OBJECTIVE
Return each line of the listing below that contains the word "black", matching case exactly.

RECORDS FOR PROCESSING
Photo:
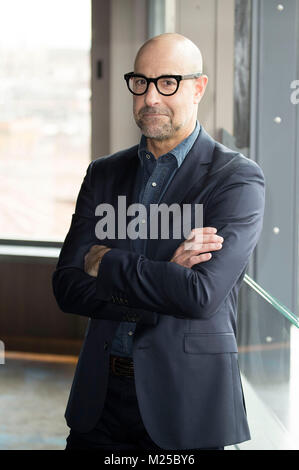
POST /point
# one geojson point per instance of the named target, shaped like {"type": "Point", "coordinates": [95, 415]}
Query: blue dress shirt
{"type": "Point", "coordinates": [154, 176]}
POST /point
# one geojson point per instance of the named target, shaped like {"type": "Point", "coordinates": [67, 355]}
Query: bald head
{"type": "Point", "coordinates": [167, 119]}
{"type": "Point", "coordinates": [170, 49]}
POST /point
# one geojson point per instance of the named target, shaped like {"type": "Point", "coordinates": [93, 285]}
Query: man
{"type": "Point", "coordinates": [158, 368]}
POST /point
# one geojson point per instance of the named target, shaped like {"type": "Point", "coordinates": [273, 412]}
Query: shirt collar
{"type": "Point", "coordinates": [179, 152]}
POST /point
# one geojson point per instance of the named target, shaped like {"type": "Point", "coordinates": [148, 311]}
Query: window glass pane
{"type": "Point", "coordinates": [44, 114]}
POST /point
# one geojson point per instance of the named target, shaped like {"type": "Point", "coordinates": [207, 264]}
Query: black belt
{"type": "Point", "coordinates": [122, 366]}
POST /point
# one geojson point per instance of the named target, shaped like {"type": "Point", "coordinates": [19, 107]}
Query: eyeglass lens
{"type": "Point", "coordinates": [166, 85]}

* * *

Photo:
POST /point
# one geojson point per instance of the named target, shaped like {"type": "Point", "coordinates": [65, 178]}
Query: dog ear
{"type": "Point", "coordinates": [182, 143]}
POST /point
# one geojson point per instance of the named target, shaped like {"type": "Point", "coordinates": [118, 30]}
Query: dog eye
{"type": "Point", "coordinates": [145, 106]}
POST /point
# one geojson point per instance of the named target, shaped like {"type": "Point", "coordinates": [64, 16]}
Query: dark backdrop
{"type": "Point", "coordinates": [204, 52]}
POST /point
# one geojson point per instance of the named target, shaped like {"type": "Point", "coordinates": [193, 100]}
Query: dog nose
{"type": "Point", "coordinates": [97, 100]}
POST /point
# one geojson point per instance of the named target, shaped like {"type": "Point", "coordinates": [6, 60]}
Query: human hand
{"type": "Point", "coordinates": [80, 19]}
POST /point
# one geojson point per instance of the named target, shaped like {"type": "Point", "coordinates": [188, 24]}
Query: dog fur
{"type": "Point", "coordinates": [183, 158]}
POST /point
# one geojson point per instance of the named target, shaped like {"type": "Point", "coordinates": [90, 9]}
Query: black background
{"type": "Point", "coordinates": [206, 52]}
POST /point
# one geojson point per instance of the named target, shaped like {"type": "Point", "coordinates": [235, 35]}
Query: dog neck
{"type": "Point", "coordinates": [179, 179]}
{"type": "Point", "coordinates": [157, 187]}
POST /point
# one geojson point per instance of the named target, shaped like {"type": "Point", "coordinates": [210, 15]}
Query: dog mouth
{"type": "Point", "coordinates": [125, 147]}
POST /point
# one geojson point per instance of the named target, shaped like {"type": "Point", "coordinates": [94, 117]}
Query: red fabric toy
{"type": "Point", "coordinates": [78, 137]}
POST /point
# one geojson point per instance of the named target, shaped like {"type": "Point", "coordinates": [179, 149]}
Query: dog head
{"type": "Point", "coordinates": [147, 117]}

==

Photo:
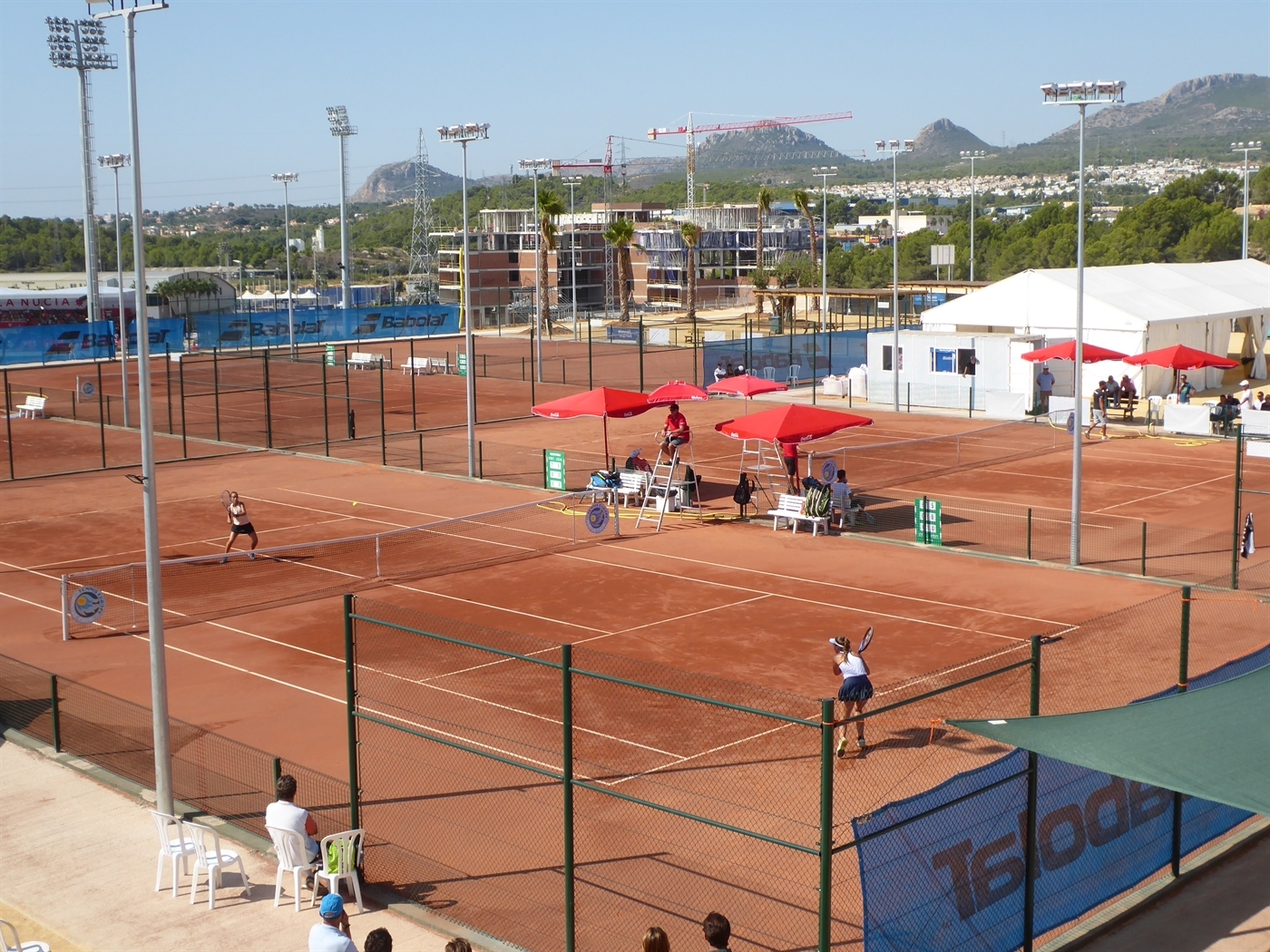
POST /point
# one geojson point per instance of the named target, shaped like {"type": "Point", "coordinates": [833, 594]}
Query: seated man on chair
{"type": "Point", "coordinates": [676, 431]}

REPLY TO THE EXERCISE
Query: black belt
Query: black background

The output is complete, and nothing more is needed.